Return every line from the records below that contains the word "Point".

>>>

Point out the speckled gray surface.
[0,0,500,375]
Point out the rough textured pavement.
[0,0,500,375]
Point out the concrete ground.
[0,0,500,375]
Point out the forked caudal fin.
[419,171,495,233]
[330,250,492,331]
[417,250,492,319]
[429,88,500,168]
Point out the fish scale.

<<<

Exercise solution »
Point out the speckled gray surface.
Point out the rough textured pavement.
Point out the concrete ground.
Point out the forked caudal fin.
Point out the fish scale.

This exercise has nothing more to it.